# Adding performance to my Allroad



## jfink004 (Aug 7, 2001)

I'd like to add some performance to my Allroad (2001 2.7T with 110k miles). Also, I'm considering getting a small boat (7/8 person inboard/outboard). Is my Allroad up to the task of towing the boat? Are there reasonable performance enhancements that I can make that make sense for a 9 year old high-milage vehicle. I love this car. It's seeming the perfect package.


----------



## whitefish (Nov 13, 2003)

get it flashed
new DV's
and a tip chip maybe a new torque coverter


----------



## verb.move (Jun 30, 2006)

*FV-QR*

chip will be very noticeable
piggy pipes will also give you some more power(especially if you are chipped)
many people that also do a lot of towing with their allroad recommend upgrading the brakes to help bring it all to a safer stop.


----------



## jfink004 (Aug 7, 2001)

*Re: (whitefish)*

I appreciate the advice. Truly, and this is unfortunate, but I really don't know what it means to "get it flashed" or what a DV is. Thanks for taking the time. Do you mind elaborating? Also, would a local garage know what I'm talking about? How much of a specialty shop am I going to have to find?


----------



## verb.move (Jun 30, 2006)

*FV-QR*

getting it flashed is the same as getting a chip. it changes the engine management(fueling, timing, boost) and on the 2.7T it usually boosts the hp to over 300 and gobs more torque too. DV's is short for diverter valves, doesnt boost the power but with the increase of boost from a chip the stock diverter valves are liable to fail.
yes most shops should know what you are talking about. diverter valves should probably be purchased online, and usually you can choose the chip by which company has the closest dealer to you(so that if you have a problem its less of a drive to their shop).

====================

__Given instruction 1__. Translate this sentence from the Allroad forum thread into Spanish: "Is my Allroad up to the task of towing the boat?"
__Given instruction 2__. Reproduce the part of the Allroad forum thread starting with "# Adding performance" and going on through "(Nov 13, 2003)".

(Stored data entries)

====================

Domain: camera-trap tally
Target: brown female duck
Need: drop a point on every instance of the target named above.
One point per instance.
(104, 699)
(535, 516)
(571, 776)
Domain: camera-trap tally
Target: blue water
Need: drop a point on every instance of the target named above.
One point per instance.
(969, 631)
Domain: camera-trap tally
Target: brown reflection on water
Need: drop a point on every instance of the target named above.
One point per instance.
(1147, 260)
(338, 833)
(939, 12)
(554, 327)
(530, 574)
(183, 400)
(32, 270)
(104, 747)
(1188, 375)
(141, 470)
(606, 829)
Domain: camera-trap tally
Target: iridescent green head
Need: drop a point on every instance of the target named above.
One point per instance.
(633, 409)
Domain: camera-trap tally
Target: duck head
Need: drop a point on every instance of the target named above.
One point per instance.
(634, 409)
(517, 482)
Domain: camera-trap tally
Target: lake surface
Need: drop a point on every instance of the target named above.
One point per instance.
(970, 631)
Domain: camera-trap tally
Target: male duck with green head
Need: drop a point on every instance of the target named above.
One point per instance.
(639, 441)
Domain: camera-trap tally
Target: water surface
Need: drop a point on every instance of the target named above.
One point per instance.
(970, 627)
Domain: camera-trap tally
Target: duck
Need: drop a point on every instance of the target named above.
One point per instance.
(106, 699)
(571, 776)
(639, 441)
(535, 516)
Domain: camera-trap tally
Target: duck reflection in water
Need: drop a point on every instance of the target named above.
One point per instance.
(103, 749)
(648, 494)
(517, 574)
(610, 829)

====================

__Written solution 1__. ¿Está mi Allroad a la altura de remolcar el barco?

__Written solution 2__.
# Adding performance to my Allroad



## jfink004 (Aug 7, 2001)

I'd like to add some performance to my Allroad (2001 2.7T with 110k miles). Also, I'm considering getting a small boat (7/8 person inboard/outboard). Is my Allroad up to the task of towing the boat? Are there reasonable performance enhancements that I can make that make sense for a 9 year old high-milage vehicle. I love this car. It's seeming the perfect package.


----------



## whitefish (Nov 13, 2003)